# Referring expression data
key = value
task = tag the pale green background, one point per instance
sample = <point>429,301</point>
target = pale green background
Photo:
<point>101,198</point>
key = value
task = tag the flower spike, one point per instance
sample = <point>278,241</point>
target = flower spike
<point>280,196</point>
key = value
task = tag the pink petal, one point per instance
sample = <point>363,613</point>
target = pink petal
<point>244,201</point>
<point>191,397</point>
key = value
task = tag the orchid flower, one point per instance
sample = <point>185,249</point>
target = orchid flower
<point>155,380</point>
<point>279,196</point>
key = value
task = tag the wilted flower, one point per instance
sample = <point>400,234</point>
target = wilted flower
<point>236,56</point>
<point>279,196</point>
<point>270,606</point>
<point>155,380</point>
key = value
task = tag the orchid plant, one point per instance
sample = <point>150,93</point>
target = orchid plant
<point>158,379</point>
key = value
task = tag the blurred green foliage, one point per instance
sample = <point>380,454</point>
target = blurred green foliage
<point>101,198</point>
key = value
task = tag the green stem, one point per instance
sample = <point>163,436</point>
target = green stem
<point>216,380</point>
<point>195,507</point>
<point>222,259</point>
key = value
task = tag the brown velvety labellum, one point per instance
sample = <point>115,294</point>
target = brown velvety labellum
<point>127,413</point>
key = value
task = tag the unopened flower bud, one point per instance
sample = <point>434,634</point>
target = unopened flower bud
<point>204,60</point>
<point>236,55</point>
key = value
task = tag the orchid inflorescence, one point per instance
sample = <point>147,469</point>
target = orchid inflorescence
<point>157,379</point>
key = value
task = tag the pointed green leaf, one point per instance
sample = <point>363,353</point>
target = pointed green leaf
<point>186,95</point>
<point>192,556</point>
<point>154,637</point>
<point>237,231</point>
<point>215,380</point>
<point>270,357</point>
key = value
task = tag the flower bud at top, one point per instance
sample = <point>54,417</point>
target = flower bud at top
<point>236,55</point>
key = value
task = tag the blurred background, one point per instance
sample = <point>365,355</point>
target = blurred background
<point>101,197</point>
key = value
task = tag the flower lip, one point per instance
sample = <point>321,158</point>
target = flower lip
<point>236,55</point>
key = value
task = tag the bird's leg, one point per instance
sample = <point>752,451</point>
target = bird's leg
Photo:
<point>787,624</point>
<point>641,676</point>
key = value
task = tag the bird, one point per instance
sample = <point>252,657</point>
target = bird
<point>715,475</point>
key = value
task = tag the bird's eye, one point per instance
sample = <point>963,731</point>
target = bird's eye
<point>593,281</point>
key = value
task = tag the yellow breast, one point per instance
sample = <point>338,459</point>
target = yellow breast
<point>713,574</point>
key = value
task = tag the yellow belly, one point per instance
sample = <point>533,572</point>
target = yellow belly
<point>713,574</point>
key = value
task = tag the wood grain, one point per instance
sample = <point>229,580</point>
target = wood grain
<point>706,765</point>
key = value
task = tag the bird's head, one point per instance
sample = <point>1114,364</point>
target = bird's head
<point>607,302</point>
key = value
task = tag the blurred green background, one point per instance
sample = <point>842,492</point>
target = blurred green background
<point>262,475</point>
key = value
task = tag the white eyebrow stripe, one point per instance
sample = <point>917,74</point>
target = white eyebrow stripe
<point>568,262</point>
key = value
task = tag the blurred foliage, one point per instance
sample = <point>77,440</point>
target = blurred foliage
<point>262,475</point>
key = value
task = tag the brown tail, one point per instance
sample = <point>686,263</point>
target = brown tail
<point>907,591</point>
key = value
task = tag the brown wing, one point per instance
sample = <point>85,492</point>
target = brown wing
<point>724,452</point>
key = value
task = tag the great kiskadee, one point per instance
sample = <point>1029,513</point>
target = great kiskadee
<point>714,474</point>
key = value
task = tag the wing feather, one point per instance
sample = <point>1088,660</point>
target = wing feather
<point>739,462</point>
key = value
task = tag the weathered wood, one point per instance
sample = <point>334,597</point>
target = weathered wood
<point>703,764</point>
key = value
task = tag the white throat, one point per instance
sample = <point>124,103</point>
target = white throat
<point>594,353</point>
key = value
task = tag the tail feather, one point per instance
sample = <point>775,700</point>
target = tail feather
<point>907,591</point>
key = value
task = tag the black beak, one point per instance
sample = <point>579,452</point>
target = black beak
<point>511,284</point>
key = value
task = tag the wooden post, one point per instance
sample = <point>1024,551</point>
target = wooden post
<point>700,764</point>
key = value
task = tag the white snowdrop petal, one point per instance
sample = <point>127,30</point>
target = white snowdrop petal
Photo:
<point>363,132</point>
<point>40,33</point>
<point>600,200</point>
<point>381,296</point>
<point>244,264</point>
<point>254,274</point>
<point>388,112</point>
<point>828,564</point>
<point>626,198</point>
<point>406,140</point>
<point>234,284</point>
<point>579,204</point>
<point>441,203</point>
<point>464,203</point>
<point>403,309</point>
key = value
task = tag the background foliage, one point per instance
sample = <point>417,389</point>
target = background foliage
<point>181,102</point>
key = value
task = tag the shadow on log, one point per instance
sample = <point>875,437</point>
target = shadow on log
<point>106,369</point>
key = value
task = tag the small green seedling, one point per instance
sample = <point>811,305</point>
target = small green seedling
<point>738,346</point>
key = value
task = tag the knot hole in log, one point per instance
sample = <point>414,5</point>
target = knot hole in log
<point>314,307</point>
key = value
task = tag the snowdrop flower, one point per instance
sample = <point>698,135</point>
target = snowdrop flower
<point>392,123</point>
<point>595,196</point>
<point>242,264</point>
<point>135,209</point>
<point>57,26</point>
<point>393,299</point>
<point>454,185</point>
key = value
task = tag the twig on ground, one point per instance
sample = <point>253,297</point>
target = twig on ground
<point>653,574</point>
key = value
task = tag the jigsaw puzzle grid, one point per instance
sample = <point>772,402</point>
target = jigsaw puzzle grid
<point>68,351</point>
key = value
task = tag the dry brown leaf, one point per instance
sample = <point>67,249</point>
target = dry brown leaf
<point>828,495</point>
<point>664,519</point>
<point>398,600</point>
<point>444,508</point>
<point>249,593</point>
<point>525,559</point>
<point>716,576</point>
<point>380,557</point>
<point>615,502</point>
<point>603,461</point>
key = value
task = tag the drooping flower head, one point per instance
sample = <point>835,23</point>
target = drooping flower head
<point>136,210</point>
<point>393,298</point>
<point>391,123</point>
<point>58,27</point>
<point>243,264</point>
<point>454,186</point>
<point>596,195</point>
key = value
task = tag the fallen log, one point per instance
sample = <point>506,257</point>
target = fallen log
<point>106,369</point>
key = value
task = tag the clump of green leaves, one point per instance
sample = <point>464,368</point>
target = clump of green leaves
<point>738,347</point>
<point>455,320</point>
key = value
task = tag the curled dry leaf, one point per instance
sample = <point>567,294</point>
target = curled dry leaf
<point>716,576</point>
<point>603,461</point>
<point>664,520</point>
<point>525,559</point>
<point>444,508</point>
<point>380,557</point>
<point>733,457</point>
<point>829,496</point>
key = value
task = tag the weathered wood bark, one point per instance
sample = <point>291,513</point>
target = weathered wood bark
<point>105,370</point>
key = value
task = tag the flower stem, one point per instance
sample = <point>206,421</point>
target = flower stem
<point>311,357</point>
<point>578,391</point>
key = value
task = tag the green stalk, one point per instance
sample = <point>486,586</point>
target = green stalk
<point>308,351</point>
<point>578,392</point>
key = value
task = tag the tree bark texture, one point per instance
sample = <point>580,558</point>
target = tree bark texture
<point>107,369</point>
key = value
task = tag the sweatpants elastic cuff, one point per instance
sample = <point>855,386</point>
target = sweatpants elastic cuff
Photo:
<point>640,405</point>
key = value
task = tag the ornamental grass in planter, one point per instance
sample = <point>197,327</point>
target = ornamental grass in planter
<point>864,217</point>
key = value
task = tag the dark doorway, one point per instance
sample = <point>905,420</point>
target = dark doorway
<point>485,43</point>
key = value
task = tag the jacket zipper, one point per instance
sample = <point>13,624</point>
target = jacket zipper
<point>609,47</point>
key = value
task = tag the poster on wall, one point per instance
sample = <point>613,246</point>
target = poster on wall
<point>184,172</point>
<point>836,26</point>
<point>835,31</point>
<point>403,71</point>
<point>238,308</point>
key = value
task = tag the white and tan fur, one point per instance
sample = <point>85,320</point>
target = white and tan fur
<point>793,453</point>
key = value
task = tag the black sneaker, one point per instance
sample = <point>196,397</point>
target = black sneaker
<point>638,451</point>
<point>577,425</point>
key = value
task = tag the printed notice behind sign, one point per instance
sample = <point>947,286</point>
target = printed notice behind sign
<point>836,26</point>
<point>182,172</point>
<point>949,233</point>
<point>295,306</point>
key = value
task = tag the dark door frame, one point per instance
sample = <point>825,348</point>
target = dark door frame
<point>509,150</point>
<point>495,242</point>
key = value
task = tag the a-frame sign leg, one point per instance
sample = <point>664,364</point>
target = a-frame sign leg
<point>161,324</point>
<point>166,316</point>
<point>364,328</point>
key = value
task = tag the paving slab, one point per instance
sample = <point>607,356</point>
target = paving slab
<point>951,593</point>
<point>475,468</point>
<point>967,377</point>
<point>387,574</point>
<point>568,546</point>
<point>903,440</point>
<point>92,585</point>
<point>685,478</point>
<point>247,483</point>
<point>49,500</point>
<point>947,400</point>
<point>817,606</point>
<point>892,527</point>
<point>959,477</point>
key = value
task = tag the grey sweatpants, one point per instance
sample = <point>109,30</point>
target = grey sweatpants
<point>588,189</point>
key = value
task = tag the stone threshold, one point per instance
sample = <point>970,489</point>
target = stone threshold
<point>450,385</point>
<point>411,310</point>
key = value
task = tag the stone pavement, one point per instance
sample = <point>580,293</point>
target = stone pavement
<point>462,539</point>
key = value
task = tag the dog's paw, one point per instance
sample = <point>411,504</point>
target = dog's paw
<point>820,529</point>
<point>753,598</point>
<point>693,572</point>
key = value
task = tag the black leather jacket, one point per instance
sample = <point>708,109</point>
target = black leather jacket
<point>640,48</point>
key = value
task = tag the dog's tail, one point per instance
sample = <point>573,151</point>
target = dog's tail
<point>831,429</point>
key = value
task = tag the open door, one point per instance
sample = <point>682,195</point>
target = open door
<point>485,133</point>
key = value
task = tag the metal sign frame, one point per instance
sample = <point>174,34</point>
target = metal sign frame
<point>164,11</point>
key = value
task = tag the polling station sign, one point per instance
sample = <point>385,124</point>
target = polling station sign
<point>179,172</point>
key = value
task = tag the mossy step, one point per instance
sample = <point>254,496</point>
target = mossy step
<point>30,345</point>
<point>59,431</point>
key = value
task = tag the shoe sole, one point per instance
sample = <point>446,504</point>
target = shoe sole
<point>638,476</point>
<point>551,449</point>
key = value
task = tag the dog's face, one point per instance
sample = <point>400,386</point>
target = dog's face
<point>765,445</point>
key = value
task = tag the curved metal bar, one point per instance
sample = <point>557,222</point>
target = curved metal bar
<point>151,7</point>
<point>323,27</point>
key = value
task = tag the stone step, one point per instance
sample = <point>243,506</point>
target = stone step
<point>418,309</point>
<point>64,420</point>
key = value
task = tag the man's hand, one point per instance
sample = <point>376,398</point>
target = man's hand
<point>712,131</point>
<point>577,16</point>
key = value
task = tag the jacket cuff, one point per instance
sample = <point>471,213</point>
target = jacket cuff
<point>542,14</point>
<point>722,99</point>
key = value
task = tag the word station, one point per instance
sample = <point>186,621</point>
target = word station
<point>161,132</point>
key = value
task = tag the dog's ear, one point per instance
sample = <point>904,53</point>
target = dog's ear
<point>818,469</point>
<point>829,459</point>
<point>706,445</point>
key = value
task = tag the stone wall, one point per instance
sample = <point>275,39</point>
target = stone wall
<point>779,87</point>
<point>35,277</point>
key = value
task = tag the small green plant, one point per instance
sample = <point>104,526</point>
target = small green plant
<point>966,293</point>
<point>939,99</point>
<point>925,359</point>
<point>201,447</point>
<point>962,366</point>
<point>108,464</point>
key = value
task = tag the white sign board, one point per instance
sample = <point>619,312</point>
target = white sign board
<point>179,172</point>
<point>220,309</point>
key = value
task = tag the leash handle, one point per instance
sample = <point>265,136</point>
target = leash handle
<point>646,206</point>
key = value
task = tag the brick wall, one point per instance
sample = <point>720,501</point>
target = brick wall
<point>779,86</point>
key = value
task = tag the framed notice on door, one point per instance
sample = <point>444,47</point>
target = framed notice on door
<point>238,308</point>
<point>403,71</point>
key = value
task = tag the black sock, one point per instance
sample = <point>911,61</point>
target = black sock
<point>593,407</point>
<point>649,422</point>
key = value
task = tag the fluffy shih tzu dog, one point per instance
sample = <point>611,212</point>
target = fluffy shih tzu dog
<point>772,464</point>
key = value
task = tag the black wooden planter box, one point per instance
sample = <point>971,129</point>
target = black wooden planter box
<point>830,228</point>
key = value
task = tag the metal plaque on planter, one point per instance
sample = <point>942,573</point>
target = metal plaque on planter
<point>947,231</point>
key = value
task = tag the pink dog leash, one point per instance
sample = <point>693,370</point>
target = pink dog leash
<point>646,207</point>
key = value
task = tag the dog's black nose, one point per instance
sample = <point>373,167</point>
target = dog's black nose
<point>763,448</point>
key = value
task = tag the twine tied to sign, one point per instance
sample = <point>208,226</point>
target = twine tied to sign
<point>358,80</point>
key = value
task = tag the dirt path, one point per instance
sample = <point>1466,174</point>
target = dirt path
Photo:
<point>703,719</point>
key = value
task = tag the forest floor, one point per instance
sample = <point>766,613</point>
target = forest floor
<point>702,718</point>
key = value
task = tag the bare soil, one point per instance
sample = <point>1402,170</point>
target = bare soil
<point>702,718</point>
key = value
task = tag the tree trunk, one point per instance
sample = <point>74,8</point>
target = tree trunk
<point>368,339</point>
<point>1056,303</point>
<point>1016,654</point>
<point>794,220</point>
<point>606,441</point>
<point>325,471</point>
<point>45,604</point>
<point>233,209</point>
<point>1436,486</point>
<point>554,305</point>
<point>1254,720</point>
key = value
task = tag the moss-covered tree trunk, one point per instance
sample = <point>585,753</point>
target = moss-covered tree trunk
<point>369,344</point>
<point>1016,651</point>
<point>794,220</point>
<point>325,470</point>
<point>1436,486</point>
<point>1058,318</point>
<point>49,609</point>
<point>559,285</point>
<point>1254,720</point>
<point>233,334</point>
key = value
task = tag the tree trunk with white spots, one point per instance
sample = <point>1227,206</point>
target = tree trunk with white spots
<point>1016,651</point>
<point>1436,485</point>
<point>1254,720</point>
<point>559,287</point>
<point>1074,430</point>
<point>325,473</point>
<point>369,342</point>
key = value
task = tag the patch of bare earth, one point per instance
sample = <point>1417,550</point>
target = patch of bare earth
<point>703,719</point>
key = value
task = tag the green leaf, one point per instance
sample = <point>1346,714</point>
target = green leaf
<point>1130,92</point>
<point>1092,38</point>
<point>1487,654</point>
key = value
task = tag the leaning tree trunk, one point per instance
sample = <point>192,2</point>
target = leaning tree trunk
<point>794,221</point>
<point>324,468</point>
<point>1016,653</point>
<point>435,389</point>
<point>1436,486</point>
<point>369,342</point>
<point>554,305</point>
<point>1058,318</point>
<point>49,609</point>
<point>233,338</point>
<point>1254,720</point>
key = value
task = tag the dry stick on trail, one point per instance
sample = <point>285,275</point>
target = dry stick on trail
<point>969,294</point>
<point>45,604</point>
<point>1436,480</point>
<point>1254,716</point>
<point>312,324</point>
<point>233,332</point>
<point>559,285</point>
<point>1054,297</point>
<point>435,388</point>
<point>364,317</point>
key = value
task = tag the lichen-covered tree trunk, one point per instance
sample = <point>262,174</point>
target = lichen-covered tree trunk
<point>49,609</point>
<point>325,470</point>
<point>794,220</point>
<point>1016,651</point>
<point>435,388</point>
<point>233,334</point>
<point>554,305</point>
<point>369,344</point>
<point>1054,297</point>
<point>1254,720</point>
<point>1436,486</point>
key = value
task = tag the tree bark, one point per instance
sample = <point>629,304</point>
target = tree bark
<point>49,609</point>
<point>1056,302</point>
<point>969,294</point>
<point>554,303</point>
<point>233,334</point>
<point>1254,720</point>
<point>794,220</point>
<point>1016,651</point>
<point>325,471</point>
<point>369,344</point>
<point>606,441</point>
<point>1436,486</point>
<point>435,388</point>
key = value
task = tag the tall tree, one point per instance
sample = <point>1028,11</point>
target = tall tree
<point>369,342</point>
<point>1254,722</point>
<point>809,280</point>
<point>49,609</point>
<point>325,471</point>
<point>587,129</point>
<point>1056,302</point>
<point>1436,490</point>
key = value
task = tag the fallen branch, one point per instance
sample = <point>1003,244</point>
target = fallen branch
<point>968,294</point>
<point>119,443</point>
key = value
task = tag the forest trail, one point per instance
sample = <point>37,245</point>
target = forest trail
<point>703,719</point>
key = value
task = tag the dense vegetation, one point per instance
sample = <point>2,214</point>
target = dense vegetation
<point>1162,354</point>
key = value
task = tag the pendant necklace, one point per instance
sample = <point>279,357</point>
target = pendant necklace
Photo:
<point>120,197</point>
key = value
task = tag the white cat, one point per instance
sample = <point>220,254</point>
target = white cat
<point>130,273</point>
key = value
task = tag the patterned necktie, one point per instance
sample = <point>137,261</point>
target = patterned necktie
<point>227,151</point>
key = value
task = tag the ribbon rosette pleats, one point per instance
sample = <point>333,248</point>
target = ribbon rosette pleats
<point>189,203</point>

# EXERCISE OBJECTIVE
Write down again the exact lines running from the beginning of the data to the line containing "sample = <point>363,613</point>", with both ends included.

# REPLY
key = value
task = tag the pale green background, one point per instance
sample = <point>429,301</point>
target = pale green background
Photo:
<point>101,198</point>
key = value
task = tag the flower spike, one point per instance
sample = <point>278,241</point>
target = flower spike
<point>280,196</point>
key = value
task = tag the pink petal, one point per instance
sample = <point>363,613</point>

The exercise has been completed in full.